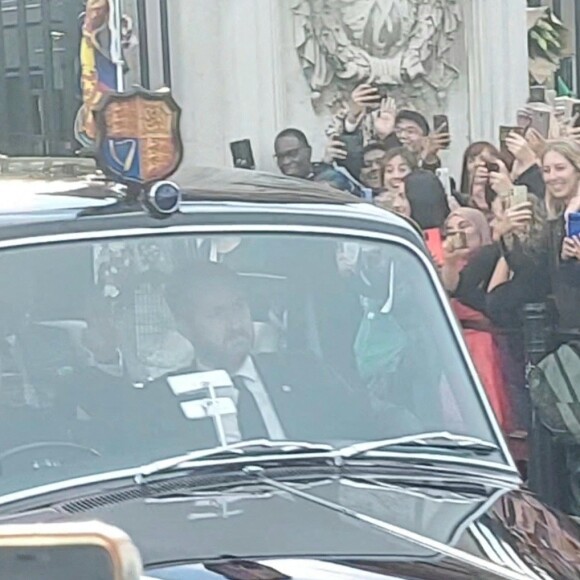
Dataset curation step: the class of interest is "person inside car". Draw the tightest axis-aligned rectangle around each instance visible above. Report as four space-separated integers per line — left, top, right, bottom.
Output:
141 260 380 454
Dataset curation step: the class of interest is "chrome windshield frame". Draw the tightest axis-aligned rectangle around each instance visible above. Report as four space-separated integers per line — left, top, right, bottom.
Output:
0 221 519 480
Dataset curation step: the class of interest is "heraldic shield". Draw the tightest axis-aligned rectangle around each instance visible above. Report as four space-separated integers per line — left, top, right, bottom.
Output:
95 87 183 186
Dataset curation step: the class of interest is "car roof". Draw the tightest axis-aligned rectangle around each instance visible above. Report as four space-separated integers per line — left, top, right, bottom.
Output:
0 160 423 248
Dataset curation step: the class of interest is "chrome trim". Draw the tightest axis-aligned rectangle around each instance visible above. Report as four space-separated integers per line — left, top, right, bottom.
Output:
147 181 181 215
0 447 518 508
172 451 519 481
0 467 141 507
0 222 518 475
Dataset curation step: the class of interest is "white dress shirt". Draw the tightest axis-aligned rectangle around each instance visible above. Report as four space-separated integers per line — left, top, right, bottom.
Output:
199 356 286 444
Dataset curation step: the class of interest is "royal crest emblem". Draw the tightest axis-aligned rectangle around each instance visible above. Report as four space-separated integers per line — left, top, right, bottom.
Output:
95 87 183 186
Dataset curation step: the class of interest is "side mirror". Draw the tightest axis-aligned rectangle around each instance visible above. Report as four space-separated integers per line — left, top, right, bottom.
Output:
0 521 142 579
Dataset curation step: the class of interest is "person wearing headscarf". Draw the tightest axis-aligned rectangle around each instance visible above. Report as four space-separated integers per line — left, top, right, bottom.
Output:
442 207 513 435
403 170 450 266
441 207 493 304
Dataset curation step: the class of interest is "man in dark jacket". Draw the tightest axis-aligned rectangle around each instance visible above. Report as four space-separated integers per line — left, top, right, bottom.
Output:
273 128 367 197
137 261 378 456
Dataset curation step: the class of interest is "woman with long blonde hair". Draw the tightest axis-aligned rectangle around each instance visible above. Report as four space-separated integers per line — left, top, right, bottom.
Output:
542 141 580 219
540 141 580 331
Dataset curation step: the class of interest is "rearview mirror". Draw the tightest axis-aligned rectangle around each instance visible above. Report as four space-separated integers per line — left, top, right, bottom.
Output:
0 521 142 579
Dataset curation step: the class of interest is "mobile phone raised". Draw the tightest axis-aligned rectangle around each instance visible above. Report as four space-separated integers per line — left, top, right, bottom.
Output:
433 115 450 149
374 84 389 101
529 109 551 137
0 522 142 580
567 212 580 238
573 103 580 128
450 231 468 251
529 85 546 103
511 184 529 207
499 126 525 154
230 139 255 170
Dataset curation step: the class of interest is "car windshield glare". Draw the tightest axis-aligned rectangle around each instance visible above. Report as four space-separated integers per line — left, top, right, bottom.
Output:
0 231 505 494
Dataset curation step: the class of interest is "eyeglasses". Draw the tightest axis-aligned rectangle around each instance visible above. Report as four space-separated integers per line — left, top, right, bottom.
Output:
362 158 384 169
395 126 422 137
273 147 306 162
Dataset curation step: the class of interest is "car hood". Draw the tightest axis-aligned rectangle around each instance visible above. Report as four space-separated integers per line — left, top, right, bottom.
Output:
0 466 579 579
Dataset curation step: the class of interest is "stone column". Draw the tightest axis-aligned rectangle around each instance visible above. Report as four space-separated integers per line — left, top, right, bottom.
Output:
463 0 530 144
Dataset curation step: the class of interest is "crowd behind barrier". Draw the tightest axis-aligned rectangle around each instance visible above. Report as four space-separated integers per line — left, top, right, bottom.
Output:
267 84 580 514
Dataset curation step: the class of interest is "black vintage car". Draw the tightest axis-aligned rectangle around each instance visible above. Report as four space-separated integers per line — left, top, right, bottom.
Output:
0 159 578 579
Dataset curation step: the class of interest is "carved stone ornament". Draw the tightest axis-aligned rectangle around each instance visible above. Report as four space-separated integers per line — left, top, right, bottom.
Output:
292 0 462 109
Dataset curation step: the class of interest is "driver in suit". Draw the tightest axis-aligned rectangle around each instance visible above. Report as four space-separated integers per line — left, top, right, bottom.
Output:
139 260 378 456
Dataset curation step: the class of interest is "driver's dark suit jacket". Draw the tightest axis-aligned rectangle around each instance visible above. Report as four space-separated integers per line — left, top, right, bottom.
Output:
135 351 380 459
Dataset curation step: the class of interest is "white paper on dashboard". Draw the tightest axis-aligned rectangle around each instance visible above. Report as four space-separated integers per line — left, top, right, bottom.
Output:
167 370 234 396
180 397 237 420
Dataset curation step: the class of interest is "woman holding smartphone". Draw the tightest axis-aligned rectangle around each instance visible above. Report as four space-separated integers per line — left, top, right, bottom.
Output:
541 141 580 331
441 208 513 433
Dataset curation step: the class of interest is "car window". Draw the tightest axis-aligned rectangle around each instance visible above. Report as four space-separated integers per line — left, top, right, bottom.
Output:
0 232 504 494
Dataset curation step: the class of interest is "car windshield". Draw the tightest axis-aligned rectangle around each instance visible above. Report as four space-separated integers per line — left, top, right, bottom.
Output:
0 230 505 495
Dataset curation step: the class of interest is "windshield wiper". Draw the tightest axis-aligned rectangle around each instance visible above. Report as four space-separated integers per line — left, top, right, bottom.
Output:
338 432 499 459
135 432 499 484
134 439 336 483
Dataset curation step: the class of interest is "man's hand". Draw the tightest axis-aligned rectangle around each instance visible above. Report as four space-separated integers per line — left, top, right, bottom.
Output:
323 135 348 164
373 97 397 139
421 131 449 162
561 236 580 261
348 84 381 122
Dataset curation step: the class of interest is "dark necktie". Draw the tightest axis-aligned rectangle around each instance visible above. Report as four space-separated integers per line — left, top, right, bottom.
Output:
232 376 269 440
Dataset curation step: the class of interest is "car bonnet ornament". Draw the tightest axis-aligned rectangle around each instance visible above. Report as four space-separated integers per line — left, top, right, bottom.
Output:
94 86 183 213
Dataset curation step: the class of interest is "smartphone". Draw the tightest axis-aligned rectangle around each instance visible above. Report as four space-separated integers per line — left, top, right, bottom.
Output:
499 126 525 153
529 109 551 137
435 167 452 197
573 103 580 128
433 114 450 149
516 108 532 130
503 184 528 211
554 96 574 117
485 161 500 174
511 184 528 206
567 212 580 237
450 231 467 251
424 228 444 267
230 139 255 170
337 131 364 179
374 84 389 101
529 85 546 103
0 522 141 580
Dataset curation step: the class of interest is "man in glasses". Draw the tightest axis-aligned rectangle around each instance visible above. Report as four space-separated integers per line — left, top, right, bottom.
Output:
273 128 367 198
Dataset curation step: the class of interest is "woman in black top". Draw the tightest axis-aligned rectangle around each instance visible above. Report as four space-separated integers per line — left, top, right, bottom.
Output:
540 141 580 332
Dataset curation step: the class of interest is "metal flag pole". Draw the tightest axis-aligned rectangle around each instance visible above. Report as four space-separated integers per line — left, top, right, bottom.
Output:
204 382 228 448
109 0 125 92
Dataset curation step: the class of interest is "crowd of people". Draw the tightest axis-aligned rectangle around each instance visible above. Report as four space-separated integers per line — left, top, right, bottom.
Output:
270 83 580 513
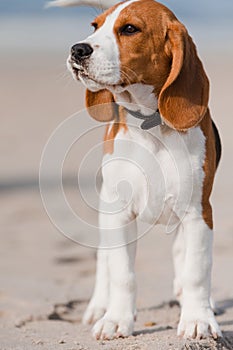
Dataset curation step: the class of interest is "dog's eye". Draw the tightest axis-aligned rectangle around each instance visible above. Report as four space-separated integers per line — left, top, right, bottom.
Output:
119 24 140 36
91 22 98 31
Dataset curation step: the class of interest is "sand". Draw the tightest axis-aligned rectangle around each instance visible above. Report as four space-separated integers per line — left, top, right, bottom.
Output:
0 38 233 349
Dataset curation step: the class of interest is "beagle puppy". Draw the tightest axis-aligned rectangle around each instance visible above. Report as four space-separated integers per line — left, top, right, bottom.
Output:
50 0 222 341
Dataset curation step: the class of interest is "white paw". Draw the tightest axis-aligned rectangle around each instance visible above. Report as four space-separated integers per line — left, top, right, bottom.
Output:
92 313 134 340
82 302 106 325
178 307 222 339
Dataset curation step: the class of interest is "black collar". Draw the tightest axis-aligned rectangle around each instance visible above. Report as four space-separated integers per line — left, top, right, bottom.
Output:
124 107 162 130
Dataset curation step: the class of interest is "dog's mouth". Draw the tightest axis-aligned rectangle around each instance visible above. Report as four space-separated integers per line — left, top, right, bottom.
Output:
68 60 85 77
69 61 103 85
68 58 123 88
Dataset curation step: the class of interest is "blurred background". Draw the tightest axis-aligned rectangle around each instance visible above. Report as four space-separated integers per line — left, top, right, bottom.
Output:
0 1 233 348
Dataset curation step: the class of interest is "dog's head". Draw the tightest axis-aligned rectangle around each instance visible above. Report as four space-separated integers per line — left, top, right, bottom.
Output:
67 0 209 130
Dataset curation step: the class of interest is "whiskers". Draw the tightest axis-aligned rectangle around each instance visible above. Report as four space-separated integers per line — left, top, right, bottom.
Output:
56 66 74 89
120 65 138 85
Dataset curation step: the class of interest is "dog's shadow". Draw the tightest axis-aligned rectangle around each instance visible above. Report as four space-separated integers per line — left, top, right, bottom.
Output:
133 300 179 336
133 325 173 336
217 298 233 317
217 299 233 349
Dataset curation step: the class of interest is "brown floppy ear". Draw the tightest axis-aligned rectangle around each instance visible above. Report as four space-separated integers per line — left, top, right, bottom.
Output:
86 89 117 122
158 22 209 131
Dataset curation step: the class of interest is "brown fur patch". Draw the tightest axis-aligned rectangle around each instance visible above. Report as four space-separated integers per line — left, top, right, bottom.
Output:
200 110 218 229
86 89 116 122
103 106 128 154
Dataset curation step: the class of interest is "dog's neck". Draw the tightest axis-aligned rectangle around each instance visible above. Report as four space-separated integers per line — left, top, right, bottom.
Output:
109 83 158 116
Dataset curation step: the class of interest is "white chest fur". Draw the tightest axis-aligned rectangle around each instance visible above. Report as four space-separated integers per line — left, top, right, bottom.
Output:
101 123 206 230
==============================
Problem to solve:
In the entries above, find each line with the word "person" and copy it.

Response to this task:
Dataset curation step: the class of interest is "person inside car". Draw the tightest axis-aligned rectangle around each instance visible above. Report as four space-separated integers per line — left, top, right, bottom.
Dataset curation step: the class of interest is "person wearing headscarf". Draw the tightest axis-aligned rectangle around each instance visible above. Report as four space-separated integers per line — left, top, right, bottom.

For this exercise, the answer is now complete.